» **Set exercise**
How many lines in the records below contain the string "leaf"? Reply with only the number.
## begin
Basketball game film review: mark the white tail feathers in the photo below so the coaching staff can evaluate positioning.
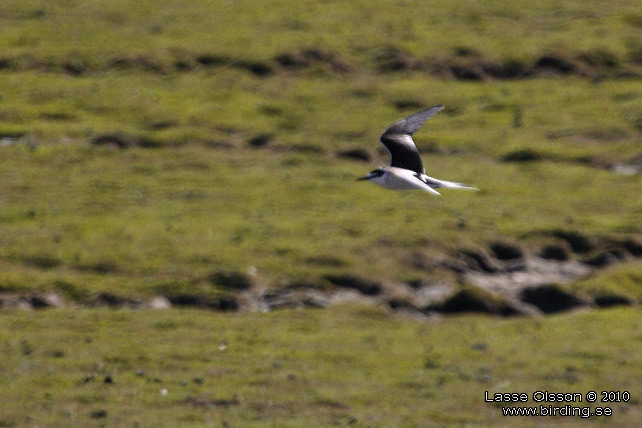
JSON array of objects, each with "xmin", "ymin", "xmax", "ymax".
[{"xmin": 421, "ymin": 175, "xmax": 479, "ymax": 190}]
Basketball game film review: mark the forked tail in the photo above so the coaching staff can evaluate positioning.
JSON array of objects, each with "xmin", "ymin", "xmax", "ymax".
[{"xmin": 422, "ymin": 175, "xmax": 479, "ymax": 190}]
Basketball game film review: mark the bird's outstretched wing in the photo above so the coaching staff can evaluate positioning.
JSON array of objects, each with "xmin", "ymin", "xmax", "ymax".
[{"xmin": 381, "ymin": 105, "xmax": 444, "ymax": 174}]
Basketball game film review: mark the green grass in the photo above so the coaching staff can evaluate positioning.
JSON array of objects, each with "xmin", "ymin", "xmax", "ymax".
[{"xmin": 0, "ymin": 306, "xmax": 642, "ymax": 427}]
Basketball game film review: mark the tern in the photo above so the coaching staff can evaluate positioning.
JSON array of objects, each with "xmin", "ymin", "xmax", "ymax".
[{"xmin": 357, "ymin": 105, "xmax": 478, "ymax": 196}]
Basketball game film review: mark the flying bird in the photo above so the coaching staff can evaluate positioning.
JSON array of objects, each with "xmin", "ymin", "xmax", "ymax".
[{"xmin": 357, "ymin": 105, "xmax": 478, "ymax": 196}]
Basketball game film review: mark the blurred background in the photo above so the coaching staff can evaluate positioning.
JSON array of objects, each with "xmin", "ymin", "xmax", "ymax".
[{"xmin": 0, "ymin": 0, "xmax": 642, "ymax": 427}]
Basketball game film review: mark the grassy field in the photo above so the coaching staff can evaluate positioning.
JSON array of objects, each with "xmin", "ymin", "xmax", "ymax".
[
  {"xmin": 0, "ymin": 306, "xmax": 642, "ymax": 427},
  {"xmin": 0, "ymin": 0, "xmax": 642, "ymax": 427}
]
## end
## begin
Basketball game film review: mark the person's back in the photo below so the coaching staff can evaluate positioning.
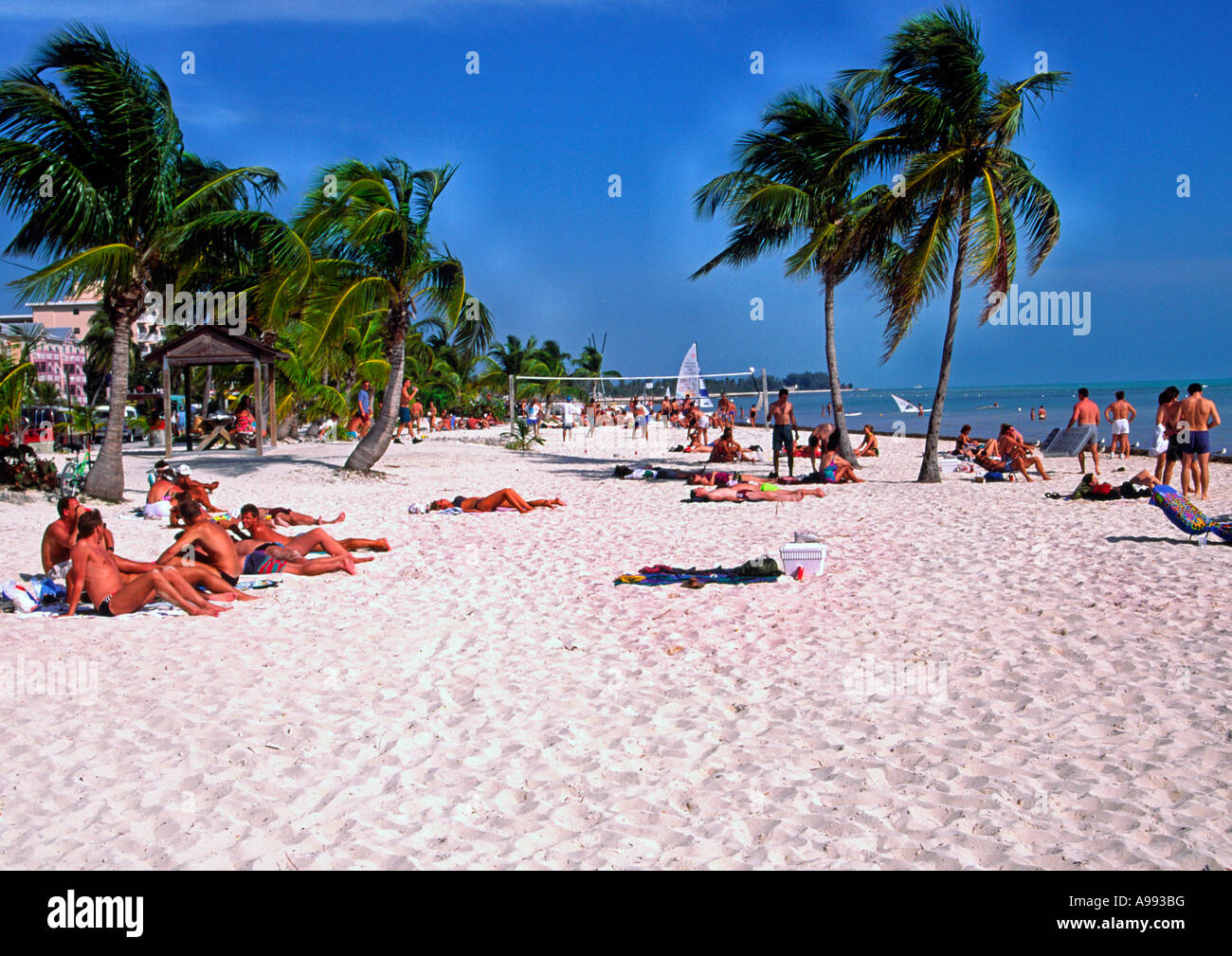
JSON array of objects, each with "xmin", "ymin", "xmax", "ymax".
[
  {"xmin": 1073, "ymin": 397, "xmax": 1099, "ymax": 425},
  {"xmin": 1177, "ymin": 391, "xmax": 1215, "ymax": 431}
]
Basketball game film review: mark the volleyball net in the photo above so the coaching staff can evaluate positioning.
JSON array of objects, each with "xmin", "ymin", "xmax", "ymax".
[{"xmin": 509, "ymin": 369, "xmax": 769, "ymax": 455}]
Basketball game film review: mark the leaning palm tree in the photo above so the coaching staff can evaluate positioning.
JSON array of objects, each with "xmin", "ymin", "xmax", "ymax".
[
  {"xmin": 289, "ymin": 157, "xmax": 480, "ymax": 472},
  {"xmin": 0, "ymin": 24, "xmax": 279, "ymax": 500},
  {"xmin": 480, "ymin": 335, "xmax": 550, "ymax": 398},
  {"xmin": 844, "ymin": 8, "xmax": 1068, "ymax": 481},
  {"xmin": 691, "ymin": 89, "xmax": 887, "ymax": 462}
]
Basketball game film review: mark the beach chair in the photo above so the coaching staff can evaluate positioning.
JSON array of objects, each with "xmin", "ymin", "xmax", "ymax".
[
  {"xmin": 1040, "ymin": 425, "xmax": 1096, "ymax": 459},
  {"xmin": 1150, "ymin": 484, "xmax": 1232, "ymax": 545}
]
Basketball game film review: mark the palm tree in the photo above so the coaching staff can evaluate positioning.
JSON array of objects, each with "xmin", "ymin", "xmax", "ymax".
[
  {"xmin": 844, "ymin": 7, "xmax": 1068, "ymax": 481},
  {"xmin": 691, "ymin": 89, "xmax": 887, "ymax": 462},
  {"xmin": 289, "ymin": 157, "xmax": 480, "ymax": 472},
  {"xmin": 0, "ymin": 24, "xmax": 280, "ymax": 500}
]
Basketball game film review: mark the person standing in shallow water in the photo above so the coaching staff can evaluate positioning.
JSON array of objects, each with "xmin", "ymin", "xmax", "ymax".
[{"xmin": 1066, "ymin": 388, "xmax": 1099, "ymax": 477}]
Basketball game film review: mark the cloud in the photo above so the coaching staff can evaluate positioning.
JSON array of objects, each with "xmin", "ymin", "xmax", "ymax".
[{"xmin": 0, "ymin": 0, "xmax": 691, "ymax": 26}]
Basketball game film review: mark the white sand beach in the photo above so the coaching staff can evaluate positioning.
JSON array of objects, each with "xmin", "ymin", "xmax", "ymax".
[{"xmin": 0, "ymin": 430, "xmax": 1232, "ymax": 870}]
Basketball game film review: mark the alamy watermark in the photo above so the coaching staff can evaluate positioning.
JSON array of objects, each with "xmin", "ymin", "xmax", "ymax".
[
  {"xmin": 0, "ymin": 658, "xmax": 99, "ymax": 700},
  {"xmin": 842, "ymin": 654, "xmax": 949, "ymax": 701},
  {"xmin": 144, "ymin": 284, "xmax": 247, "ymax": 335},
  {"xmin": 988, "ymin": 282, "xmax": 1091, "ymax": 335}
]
## end
## begin
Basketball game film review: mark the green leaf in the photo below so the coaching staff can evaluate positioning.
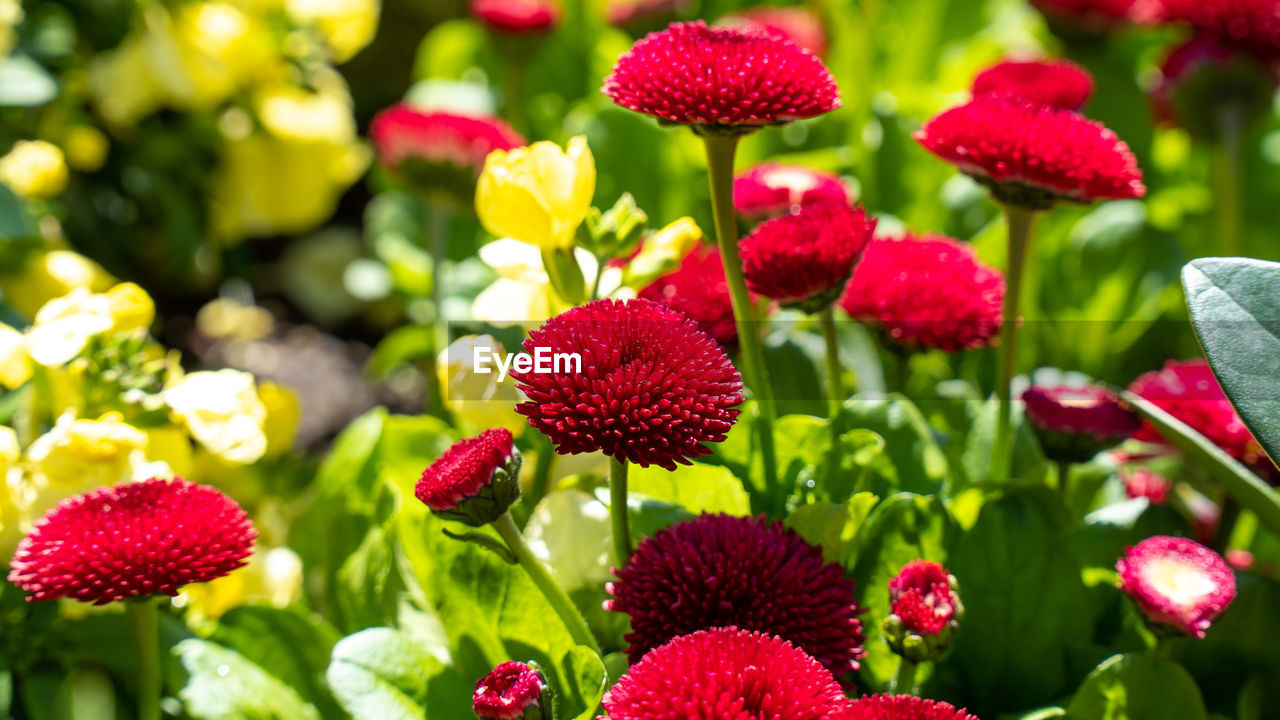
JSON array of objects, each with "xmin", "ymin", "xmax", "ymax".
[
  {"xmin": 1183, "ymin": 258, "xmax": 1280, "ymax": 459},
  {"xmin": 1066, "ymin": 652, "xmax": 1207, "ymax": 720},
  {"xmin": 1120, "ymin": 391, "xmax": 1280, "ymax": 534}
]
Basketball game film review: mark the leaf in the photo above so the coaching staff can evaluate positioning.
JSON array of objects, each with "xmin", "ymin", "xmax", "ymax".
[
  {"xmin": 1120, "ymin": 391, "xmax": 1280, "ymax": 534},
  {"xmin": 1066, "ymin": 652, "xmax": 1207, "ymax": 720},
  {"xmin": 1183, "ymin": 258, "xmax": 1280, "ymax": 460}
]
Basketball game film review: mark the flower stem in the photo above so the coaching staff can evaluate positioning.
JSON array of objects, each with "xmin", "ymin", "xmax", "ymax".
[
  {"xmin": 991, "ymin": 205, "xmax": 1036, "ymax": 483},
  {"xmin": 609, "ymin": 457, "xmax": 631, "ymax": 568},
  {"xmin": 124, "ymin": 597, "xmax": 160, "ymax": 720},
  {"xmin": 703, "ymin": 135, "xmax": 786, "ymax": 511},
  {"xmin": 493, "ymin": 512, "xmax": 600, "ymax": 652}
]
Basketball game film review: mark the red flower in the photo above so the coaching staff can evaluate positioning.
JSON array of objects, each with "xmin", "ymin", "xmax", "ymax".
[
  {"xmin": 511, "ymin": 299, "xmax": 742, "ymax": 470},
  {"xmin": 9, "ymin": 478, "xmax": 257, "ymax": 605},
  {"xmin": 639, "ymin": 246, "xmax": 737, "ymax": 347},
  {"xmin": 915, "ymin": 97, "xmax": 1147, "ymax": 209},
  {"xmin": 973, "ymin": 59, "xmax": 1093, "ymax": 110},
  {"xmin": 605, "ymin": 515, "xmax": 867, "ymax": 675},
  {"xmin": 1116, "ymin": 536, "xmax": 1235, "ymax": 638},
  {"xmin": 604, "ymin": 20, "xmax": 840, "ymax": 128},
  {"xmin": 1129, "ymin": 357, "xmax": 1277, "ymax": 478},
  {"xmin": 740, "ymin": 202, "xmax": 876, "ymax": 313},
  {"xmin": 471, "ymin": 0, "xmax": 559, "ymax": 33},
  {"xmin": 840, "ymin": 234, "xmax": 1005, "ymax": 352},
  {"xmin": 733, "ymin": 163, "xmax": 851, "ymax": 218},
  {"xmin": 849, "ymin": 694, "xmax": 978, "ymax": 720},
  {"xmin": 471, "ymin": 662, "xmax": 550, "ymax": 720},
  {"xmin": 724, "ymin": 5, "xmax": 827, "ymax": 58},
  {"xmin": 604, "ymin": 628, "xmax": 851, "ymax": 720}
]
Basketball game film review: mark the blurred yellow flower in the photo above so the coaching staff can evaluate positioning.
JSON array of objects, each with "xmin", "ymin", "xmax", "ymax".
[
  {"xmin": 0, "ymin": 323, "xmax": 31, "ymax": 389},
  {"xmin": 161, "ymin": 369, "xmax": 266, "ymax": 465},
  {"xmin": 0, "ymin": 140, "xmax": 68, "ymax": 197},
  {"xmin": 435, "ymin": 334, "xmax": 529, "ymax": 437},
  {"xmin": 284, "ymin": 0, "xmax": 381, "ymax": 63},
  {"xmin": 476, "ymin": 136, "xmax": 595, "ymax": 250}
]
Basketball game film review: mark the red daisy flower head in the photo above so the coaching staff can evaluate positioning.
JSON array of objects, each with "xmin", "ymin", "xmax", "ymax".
## end
» **Output**
2